General elections were held in Malawi on 19 May 2009. Incumbent President Bingu wa Mutharika ran for re-election; his main opponent was John Tembo, the president of the Malawi Congress Party (MCP). Five other candidates also ran.  The election was won by Mutharika, who was re-elected to the Presidency with around two-thirds of the vote. Mutharika's DPP also won a strong parliamentary majority.

Electoral system
Voter registration started in August 2008 and was scheduled to end on 29 November 2008, but on 20 November (by which time 3.5 million voters had been registered) it was announced that registration would be extended into December. This extension was caused by problems related to digital cameras that were necessary to the process.

Between 2 February and 6 February, presidential and parliamentary candidates submitted their nomination papers. The official campaigning period began on 17 March and is scheduled to conclude on 17 May. Parliament was dissolved on 20 March, in accordance with the constitution, and subsequently the Malawi Electoral Commission (MEC)will announce which candidates have been deemed eligible.

Campaign
On 22 October 2008, Hetherwick Ntaba, the Secretary-General of the Democratic Progressive Party (DPP), announced that the DPP national governing council had unanimously endorsed Mutharika as the party's presidential candidate a few days earlier. However, Foreign Minister Joyce Banda said on 16 January 2009 that Mutharika felt the endorsement of the council was inadequate and that he wanted the endorsement of the party's base. Therefore, he sought the backing of the delegates at a DPP convention. Later, as the DPP presidential candidate, Mutharika chose Banda as his vice-presidential candidate.

Bakili Muluzi, who was designated as the UDF's (United Democratic Front) presidential candidate, previously served two terms as president from 1994 to 2004. According to the constitution, a president is allowed to serve no more than two consecutive five-year terms. Because Muluzi had been out of office since 2004, his supporters argued that the term limit should not apply to him, as it did not restrict nonconsecutive terms if interpreted literally.

Speaking to Capital Radio on 22 February 2009, Muluzi accused the government of using intimidation against his candidacy and warned that such conduct could lead to "problems". A few days later, he was charged by the Anti-Corruption Bureau with stealing 12 million dollars of aid money; he appeared before a court in Blantyre and was released on bail. The Electoral Commission stated he was not eligible to run again, but his supporters are calling for an official court decision instead. On 16 May, only three days before the election, the Constitutional Court ruled that Muluzi could not run again.

* [Data for this exercise]
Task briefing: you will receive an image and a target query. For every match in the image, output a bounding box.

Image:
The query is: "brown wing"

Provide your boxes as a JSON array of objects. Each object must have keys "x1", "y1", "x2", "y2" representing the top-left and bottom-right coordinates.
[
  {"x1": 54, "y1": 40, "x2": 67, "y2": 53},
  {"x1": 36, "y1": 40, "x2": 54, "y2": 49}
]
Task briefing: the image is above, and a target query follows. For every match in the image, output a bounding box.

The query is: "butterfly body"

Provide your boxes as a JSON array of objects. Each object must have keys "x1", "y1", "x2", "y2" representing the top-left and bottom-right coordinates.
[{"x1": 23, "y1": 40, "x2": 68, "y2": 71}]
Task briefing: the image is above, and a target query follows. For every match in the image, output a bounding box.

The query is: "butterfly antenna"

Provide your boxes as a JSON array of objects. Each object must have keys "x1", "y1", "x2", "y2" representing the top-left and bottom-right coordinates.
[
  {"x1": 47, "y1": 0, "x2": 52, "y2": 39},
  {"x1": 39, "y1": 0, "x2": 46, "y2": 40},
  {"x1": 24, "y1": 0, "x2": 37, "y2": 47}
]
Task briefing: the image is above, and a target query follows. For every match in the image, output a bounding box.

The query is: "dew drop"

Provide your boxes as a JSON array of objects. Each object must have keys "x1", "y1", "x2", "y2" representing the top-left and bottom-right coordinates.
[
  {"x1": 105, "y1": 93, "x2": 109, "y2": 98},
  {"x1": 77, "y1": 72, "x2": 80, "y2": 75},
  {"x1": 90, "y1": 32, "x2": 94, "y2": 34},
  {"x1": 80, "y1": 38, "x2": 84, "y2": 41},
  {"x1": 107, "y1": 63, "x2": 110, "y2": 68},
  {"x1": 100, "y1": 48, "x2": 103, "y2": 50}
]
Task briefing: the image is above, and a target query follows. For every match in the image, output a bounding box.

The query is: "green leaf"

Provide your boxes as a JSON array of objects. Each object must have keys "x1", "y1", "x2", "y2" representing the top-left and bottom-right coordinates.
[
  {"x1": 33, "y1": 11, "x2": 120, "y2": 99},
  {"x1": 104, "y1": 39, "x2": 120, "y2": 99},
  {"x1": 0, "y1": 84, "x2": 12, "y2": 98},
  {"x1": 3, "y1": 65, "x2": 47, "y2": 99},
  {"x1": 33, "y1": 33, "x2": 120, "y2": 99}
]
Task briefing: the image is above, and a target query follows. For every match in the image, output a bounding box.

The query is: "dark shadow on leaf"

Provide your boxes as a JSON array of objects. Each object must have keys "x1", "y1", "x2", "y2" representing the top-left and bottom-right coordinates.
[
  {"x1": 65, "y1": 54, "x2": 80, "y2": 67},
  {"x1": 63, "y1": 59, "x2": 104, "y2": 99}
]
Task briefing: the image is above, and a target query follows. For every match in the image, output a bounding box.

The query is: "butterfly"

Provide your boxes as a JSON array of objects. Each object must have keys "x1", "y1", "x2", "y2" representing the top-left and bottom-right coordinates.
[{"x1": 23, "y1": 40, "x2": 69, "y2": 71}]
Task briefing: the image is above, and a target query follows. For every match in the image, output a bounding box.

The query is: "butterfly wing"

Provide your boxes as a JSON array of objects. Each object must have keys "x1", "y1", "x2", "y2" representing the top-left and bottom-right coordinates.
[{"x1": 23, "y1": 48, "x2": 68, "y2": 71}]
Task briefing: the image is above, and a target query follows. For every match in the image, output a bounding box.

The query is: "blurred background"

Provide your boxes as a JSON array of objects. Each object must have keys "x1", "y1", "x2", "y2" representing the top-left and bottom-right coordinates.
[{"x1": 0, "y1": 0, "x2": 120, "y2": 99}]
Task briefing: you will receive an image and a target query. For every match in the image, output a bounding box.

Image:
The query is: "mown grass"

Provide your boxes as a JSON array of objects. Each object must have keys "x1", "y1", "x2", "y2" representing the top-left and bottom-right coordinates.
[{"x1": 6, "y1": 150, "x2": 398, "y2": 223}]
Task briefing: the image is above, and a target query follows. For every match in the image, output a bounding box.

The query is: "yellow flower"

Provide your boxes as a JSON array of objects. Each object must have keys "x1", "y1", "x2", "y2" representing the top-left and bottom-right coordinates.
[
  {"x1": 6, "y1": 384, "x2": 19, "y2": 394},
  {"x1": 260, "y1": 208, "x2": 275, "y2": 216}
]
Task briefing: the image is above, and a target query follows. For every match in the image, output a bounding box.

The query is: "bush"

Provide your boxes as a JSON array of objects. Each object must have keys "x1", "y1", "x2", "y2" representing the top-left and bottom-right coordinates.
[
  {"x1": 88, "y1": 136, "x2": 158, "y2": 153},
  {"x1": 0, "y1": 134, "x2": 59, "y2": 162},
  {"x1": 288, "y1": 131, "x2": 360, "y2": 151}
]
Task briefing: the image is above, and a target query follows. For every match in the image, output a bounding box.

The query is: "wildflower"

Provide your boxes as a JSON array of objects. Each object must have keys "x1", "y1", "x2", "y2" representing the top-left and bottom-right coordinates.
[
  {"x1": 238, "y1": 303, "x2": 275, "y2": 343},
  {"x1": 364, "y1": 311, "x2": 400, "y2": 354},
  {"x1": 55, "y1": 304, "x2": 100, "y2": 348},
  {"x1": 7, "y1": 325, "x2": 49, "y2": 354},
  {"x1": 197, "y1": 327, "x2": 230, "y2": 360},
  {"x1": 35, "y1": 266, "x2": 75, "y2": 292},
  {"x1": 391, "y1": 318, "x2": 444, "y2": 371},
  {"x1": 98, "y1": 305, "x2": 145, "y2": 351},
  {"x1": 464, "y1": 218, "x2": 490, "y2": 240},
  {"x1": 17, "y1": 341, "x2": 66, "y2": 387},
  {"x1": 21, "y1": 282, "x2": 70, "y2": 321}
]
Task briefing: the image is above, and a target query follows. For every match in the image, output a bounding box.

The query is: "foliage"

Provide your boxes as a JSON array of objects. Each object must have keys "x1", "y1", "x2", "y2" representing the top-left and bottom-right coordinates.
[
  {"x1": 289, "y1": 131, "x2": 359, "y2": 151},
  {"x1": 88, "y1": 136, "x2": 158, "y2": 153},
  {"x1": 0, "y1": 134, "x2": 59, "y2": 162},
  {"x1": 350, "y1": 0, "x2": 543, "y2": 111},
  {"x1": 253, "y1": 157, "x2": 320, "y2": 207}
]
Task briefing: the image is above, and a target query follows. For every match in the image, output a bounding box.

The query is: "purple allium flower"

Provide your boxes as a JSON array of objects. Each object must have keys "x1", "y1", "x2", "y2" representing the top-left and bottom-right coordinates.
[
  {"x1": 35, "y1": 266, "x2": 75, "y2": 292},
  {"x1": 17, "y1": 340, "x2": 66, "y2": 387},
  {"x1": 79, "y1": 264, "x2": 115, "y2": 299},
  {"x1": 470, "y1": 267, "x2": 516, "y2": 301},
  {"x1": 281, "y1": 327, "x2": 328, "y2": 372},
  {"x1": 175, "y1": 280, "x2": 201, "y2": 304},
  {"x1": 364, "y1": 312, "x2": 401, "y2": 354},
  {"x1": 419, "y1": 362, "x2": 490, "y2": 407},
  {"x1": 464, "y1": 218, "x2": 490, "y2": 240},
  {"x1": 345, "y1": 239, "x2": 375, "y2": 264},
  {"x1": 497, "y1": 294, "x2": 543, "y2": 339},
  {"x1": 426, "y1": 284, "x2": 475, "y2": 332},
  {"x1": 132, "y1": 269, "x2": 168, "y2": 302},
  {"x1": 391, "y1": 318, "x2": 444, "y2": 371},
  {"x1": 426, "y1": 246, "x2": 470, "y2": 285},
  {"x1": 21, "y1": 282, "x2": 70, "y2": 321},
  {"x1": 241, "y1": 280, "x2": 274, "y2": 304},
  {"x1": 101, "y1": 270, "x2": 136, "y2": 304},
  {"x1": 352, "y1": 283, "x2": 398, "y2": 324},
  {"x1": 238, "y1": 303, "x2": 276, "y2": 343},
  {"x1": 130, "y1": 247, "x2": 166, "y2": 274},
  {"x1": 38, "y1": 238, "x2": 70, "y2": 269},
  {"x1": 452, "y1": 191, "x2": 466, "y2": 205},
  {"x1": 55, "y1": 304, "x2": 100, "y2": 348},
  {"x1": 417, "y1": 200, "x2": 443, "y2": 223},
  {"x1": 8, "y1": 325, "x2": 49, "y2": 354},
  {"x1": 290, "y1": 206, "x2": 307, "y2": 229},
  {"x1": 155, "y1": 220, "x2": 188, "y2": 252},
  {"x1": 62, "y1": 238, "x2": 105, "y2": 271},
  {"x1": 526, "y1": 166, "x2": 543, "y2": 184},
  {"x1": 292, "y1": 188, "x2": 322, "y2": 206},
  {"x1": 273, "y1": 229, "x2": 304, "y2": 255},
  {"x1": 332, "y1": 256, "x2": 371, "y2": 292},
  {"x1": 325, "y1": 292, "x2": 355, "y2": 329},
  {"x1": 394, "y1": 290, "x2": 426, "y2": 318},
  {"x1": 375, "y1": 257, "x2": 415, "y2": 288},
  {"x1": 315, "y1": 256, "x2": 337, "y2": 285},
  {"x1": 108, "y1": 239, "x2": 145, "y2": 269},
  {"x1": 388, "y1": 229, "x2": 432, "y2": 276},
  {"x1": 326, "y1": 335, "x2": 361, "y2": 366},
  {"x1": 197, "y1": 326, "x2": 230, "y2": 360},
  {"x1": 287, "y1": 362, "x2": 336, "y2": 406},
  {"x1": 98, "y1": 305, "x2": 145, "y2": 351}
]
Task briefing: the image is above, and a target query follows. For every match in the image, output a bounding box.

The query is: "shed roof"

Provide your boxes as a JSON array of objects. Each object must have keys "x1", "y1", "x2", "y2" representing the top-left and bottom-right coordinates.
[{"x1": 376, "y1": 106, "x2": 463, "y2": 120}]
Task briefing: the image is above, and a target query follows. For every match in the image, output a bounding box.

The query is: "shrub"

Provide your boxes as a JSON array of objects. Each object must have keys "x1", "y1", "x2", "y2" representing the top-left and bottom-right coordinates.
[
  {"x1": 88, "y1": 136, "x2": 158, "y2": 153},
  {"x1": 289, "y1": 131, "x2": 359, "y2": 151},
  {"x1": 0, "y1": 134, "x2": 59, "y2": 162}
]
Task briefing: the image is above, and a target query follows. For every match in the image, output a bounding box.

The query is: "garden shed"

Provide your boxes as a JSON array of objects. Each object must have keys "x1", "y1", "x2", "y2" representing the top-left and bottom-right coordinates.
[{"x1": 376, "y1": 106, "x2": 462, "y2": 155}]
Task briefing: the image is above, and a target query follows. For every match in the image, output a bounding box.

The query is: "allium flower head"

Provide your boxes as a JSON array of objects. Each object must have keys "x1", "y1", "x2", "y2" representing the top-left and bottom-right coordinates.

* [Tasks and exercises]
[1] According to the text on Malawi's 2009 election, when did the Constitutional Court rule that Muluzi could not run again?
[2] Report every line of the records that contains the string "butterfly". Case counts.
The records have no connection to the Malawi election text.

* [Replies]
[1] On 16 May, three days before the election.

[2]
The query is: "butterfly body"
The query is: "butterfly antenna"
The query is: "butterfly"
The query is: "butterfly wing"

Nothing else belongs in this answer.